• EXERCISE DATA:
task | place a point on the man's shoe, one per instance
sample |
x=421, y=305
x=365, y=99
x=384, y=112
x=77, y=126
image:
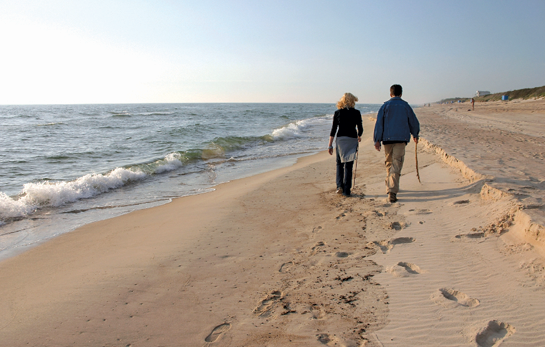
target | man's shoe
x=393, y=197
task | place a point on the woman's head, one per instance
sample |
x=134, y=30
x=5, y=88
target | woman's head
x=347, y=101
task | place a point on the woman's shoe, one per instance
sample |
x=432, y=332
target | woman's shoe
x=392, y=197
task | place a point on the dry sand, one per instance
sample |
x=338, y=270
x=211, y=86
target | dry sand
x=280, y=259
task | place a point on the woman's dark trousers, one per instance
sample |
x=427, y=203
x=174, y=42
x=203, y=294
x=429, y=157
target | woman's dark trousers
x=344, y=175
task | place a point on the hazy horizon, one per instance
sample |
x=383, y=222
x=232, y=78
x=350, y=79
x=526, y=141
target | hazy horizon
x=121, y=52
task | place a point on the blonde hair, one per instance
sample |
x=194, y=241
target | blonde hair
x=348, y=100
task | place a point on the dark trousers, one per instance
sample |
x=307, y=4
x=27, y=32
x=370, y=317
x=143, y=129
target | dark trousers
x=344, y=175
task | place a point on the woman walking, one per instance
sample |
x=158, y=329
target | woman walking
x=347, y=126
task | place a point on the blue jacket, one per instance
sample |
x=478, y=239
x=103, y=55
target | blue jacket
x=396, y=121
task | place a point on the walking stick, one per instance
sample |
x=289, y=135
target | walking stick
x=356, y=169
x=416, y=159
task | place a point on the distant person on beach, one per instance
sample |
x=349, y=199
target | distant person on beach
x=347, y=125
x=396, y=122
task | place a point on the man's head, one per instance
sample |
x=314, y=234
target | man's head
x=396, y=90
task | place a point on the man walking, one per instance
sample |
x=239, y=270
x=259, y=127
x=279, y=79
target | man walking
x=396, y=122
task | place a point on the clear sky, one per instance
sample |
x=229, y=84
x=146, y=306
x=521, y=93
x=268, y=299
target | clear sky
x=139, y=51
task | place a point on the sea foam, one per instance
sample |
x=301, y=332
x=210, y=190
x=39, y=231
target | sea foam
x=42, y=194
x=298, y=128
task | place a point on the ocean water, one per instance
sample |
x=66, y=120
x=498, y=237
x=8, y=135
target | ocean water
x=63, y=166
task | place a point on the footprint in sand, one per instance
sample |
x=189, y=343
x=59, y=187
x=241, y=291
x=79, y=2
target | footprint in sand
x=494, y=334
x=266, y=304
x=317, y=247
x=404, y=269
x=419, y=211
x=217, y=332
x=452, y=298
x=386, y=246
x=317, y=311
x=286, y=267
x=396, y=226
x=329, y=340
x=469, y=236
x=402, y=240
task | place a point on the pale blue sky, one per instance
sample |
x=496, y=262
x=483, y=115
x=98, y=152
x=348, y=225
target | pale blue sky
x=116, y=51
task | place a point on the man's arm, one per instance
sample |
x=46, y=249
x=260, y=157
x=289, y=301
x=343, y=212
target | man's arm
x=414, y=125
x=379, y=128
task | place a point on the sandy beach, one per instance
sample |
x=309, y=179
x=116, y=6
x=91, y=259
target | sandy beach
x=279, y=259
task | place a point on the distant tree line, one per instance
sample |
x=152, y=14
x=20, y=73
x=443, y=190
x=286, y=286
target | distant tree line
x=526, y=93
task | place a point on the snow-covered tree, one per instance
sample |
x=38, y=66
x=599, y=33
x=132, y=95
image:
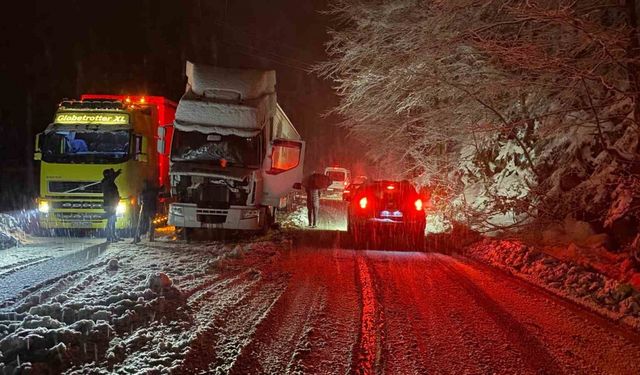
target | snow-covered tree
x=522, y=109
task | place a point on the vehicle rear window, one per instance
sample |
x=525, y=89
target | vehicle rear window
x=335, y=175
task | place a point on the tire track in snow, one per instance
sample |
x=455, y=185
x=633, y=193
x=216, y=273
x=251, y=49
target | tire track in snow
x=404, y=346
x=366, y=360
x=232, y=323
x=25, y=281
x=280, y=338
x=534, y=352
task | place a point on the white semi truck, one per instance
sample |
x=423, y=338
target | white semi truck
x=235, y=156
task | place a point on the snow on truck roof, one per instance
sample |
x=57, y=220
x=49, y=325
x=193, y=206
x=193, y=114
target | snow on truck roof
x=226, y=83
x=227, y=101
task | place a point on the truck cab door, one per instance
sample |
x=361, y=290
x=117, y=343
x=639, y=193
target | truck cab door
x=283, y=169
x=37, y=152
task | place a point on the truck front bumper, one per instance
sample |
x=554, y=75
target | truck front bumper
x=189, y=215
x=78, y=214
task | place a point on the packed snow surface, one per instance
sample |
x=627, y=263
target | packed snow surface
x=299, y=303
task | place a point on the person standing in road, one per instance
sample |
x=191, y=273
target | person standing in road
x=313, y=199
x=149, y=205
x=111, y=198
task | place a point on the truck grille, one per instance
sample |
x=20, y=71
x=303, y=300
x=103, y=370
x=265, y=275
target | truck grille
x=78, y=216
x=78, y=186
x=213, y=196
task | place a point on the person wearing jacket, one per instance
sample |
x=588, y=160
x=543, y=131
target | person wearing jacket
x=148, y=199
x=111, y=198
x=312, y=187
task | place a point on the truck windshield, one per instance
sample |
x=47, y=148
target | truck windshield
x=336, y=175
x=198, y=147
x=85, y=147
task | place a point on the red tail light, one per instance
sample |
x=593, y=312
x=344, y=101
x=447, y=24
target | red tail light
x=363, y=202
x=418, y=204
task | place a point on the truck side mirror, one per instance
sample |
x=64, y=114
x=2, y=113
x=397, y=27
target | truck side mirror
x=37, y=153
x=285, y=155
x=162, y=132
x=141, y=148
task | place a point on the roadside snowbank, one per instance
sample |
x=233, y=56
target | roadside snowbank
x=132, y=310
x=605, y=295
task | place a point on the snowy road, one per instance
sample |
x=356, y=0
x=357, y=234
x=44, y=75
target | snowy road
x=273, y=306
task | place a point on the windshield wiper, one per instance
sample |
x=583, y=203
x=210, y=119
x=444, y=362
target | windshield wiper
x=81, y=187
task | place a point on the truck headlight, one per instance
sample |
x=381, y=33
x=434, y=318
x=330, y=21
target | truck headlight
x=121, y=208
x=249, y=214
x=43, y=206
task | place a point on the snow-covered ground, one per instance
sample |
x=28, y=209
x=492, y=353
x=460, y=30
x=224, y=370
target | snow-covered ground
x=587, y=287
x=123, y=311
x=277, y=304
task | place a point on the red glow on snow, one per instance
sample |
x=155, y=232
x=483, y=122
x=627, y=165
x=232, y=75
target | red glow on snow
x=418, y=204
x=363, y=202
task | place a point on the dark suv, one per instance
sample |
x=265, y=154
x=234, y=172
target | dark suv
x=387, y=210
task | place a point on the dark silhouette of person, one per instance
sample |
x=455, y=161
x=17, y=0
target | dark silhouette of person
x=313, y=199
x=111, y=198
x=149, y=205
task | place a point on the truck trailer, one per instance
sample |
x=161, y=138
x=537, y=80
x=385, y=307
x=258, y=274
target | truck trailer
x=235, y=155
x=88, y=136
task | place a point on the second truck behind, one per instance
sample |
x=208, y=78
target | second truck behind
x=235, y=155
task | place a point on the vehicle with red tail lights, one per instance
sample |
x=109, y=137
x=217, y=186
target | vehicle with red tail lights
x=351, y=188
x=387, y=210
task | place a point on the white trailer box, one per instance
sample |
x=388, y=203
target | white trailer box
x=235, y=154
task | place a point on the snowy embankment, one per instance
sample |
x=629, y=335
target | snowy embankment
x=595, y=291
x=133, y=309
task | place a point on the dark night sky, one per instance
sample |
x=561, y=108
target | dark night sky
x=59, y=49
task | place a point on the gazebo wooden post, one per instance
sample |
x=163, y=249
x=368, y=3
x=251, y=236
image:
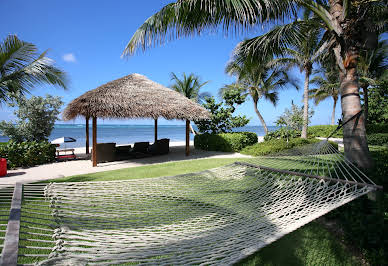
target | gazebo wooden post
x=87, y=134
x=156, y=130
x=187, y=137
x=94, y=155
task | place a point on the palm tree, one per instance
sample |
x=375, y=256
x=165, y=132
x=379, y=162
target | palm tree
x=372, y=66
x=22, y=68
x=257, y=81
x=350, y=26
x=327, y=88
x=190, y=87
x=303, y=55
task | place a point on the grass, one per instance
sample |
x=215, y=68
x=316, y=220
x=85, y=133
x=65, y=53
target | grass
x=154, y=170
x=309, y=245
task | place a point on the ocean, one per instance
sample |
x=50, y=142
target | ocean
x=123, y=134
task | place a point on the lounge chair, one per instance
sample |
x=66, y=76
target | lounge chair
x=161, y=146
x=106, y=152
x=140, y=150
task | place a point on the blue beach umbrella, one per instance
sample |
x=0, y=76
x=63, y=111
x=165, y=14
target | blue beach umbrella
x=63, y=140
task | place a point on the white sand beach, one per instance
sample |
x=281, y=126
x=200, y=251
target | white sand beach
x=84, y=166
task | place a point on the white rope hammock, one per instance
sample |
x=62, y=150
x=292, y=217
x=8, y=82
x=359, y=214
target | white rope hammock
x=218, y=216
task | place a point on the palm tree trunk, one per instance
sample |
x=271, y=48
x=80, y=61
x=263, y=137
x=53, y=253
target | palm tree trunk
x=366, y=103
x=192, y=129
x=260, y=117
x=355, y=141
x=305, y=104
x=333, y=112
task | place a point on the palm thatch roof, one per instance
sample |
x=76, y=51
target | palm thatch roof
x=134, y=96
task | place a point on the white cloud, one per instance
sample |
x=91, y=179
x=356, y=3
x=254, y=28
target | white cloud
x=69, y=58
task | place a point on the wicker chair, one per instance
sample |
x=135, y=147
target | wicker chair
x=106, y=152
x=161, y=146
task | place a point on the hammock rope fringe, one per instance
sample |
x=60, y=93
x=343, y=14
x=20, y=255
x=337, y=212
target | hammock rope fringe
x=218, y=216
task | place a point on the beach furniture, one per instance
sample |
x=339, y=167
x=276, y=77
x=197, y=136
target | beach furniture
x=140, y=150
x=161, y=146
x=65, y=154
x=106, y=152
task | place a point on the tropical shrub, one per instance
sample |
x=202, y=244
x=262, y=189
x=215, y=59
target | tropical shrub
x=293, y=117
x=282, y=133
x=275, y=146
x=324, y=131
x=222, y=119
x=227, y=142
x=36, y=118
x=378, y=139
x=25, y=154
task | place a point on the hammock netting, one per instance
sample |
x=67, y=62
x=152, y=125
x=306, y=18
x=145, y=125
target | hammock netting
x=218, y=216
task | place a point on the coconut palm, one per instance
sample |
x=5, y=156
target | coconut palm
x=257, y=81
x=327, y=87
x=190, y=87
x=372, y=66
x=302, y=55
x=23, y=68
x=350, y=26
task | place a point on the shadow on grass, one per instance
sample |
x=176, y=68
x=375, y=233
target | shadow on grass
x=309, y=245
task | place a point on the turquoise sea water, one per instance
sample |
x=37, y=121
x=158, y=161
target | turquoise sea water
x=122, y=134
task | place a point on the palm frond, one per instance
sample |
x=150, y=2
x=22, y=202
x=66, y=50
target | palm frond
x=192, y=17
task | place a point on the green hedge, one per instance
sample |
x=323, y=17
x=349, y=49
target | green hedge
x=277, y=145
x=227, y=142
x=27, y=153
x=282, y=133
x=325, y=130
x=378, y=139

• DIRECTION: Retype, exactly and only, the lines running from the one with "task | place a point on the coconut" through the final line of the listing above.

• ANSWER TO THIS TASK:
task | place a point on the coconut palm, one per instance
sample |
x=5, y=156
target | coconut palm
x=257, y=81
x=327, y=87
x=190, y=87
x=372, y=66
x=302, y=55
x=23, y=68
x=350, y=26
task | place a point on the shadow on grass, one per instance
sample |
x=176, y=68
x=375, y=233
target | shadow on grass
x=309, y=245
task | place a point on the turquoise sea water, one per instance
sample |
x=37, y=121
x=158, y=161
target | turquoise sea water
x=122, y=134
task | place a point on the palm frond, one per instance
sample |
x=150, y=2
x=22, y=202
x=66, y=50
target | palm frond
x=192, y=17
task | place a point on the green hedge, one per instance
sample |
x=323, y=17
x=349, y=49
target | green hedge
x=277, y=145
x=227, y=142
x=27, y=153
x=282, y=133
x=325, y=130
x=378, y=139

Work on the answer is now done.